» Records shown
┏━━

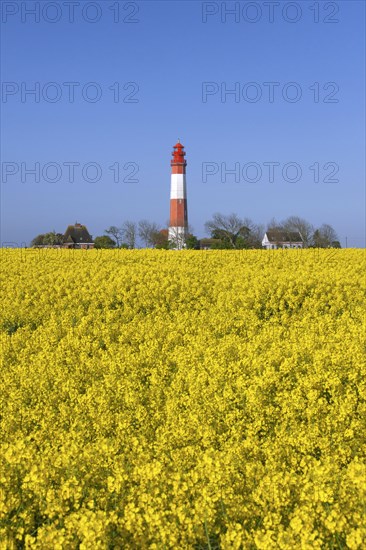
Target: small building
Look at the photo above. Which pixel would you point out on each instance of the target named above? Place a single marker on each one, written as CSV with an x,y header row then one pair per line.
x,y
277,238
77,236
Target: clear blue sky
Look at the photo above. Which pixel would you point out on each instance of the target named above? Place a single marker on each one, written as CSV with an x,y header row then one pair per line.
x,y
169,52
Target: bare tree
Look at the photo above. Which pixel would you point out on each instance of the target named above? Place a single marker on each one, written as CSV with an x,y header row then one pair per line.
x,y
295,223
129,233
147,232
117,233
227,228
325,236
177,238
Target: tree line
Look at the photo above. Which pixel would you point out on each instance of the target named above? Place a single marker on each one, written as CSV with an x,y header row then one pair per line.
x,y
225,232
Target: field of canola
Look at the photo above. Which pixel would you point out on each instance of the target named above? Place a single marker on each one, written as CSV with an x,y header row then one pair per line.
x,y
204,400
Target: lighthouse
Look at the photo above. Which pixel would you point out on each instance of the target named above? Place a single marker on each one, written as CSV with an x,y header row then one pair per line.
x,y
178,224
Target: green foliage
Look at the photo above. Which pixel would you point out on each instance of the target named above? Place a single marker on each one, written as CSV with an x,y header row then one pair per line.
x,y
104,241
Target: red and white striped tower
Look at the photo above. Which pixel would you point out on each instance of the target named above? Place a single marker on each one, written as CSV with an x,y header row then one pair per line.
x,y
178,224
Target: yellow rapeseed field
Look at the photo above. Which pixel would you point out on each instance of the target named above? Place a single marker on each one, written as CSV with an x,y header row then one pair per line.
x,y
162,399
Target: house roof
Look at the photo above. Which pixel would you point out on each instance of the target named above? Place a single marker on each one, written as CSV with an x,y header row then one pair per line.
x,y
77,234
279,236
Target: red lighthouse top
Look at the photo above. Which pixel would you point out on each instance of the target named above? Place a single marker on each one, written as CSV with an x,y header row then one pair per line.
x,y
178,154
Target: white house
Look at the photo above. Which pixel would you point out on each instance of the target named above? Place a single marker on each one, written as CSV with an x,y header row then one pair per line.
x,y
277,238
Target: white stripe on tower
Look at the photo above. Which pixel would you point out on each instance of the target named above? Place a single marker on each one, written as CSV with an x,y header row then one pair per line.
x,y
178,224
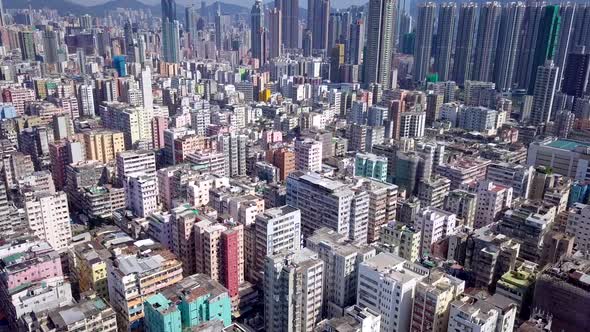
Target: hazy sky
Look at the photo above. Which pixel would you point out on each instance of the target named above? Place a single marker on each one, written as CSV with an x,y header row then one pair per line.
x,y
247,3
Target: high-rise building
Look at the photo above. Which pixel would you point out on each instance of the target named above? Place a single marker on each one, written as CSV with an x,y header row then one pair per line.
x,y
434,225
544,92
86,100
578,224
319,25
380,30
356,43
50,46
276,230
577,73
546,42
290,22
387,285
311,193
134,278
170,32
146,90
233,148
341,260
48,217
134,163
370,166
556,289
465,43
509,42
275,33
402,239
492,199
494,313
257,32
516,176
486,41
532,20
141,194
288,307
308,155
423,46
445,35
432,301
26,42
567,12
168,310
103,145
383,199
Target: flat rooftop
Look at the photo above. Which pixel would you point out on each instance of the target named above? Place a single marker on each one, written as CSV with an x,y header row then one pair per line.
x,y
566,144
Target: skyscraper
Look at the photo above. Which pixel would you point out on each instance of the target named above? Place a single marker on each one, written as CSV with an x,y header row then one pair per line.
x,y
356,42
509,41
275,36
445,35
191,21
170,32
423,46
576,73
582,26
531,20
544,92
257,34
379,42
1,14
290,22
465,32
50,46
319,26
566,32
487,40
546,41
27,45
146,90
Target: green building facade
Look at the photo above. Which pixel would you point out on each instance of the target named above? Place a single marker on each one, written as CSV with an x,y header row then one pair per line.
x,y
371,166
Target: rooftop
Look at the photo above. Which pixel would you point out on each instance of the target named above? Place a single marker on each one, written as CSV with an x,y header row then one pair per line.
x,y
565,144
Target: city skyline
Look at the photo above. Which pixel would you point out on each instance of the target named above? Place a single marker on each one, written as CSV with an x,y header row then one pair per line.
x,y
394,167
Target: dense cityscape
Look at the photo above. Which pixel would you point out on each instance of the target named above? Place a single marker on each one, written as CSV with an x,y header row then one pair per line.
x,y
281,166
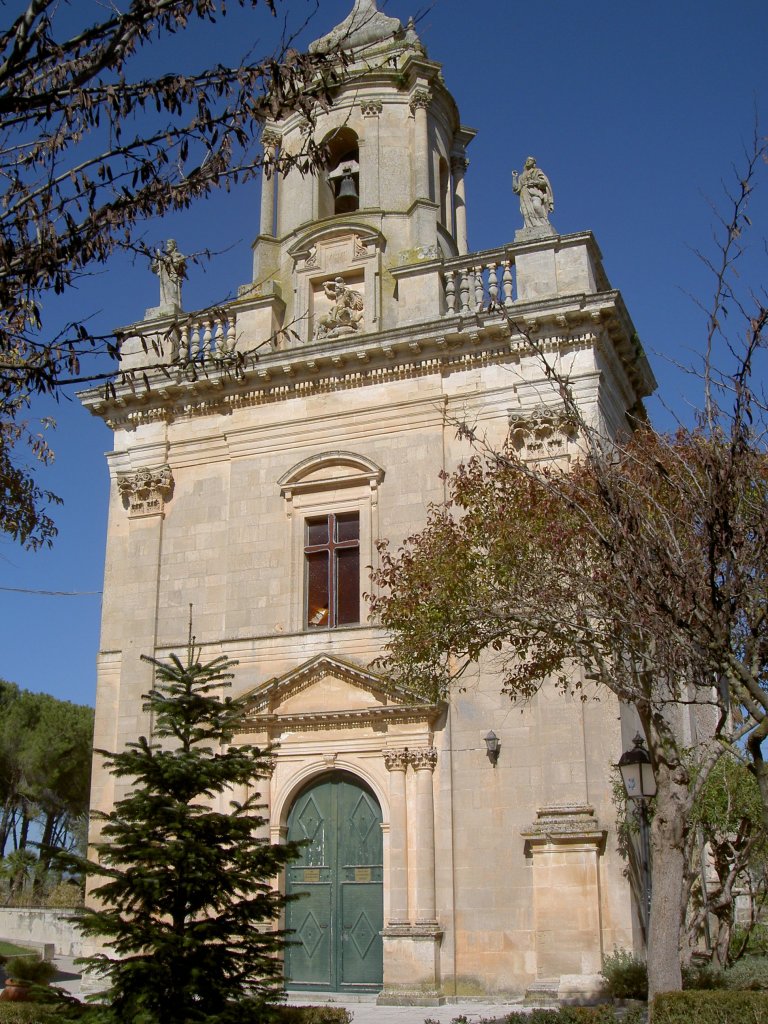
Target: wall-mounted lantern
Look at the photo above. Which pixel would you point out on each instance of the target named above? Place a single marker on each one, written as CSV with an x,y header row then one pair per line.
x,y
493,748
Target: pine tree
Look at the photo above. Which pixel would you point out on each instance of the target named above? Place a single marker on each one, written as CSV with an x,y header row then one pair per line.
x,y
188,908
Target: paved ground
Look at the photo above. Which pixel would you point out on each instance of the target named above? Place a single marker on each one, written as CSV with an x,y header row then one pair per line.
x,y
364,1009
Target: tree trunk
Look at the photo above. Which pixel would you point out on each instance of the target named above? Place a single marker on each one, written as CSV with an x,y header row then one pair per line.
x,y
668,879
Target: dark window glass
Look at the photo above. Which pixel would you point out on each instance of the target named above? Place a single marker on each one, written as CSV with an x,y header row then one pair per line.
x,y
347,586
317,589
316,530
333,570
348,526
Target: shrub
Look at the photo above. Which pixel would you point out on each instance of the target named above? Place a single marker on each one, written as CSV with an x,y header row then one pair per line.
x,y
31,969
710,1008
702,976
750,973
577,1015
308,1015
626,976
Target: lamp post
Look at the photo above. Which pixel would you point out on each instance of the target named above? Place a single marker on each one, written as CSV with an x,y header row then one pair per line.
x,y
640,785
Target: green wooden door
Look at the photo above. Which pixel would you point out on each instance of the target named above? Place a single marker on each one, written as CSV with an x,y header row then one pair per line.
x,y
337,921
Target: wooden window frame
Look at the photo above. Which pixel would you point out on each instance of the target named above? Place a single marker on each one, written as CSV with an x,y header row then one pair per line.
x,y
333,588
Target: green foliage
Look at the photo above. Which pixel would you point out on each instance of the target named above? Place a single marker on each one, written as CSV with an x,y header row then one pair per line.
x,y
710,1008
45,761
308,1015
752,941
11,949
626,976
577,1015
751,973
186,900
32,969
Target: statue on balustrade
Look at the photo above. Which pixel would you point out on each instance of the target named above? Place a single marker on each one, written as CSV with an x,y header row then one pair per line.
x,y
170,266
537,201
345,315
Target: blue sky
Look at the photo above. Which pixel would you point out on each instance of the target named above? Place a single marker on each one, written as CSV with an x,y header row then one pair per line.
x,y
638,114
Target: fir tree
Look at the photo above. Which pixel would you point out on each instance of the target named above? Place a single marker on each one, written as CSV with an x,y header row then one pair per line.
x,y
187,909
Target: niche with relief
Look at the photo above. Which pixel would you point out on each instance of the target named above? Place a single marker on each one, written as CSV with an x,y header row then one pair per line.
x,y
336,272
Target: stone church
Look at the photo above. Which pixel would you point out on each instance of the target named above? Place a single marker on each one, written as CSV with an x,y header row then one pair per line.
x,y
434,867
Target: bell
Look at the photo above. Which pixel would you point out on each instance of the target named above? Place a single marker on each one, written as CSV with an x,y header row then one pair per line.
x,y
347,198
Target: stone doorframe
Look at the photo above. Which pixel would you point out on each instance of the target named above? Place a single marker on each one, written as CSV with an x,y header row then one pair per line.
x,y
380,734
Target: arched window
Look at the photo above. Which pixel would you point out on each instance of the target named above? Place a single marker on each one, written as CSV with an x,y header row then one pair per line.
x,y
340,185
332,501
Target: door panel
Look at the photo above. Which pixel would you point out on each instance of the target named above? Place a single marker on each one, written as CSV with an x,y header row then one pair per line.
x,y
338,919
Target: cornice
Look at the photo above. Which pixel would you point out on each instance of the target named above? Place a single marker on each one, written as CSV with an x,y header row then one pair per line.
x,y
439,345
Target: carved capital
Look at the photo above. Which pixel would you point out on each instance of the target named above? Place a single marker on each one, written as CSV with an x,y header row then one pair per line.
x,y
145,491
396,760
270,139
420,99
371,108
424,759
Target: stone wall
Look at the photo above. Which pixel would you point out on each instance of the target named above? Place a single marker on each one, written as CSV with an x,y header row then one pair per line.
x,y
39,928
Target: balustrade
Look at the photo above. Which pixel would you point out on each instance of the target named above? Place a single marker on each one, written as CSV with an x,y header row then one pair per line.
x,y
479,283
211,337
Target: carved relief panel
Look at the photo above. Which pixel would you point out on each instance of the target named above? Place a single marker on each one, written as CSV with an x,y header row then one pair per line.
x,y
336,273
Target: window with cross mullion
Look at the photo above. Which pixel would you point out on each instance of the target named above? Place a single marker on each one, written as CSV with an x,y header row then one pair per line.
x,y
332,567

┗━━

» Written exercise
Return exactly, and only, the line containing "Target: balustrade" and every line after it through the end of the material.

» Reply to the task
Target: balustrade
Look at the photo above. Which pixel would you point out on each instance of the target named above? Place a single marker on each one, written as CSV with an x,y header row then one pair per line.
x,y
479,283
211,337
Target: carved relief panel
Look at the photo above. Which pixel would you point out on each instance of the target named above? Place a single marker on each one, written as CSV with an x,y header row then one pair per line.
x,y
336,273
Target: window with cross mullion
Look at the photo above. Which pixel would you point out on each instance of the target named above? Place a single marker on each one, written as CSV with an x,y header row then one pair per line.
x,y
332,567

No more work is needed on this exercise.